Direction
Rewrite the lines below, replacing "keypoint" with "marker point" wherever it appears and leaving everything else unchanged. Leave the pictures out of your answer.

⁂

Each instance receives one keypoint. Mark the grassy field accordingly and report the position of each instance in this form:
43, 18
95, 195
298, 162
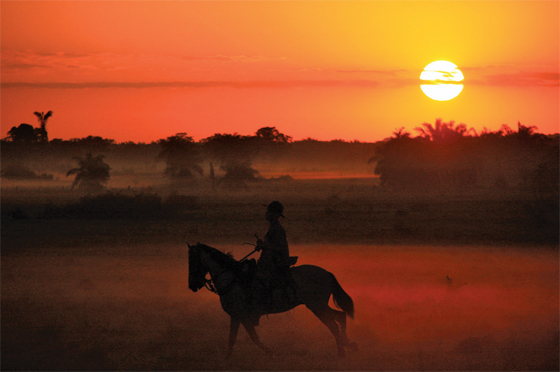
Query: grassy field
440, 282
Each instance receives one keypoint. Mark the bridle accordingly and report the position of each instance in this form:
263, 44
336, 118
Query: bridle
209, 283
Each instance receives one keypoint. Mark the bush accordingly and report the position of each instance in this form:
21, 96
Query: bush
21, 172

⁂

Solved problem
Each instance receives one marker point. Mark the grassy field accordingly and report the position of each instance in this form:
43, 18
95, 195
298, 162
Query: grassy field
440, 282
Each instance receives one marker point. Mark the bridle accordingly and report the position of each instance in this form:
263, 44
336, 118
Query: bridle
209, 283
Each instance receives one marker point. Mark the bush accordingly and report the position of each instance in this form:
21, 96
Query: bush
21, 172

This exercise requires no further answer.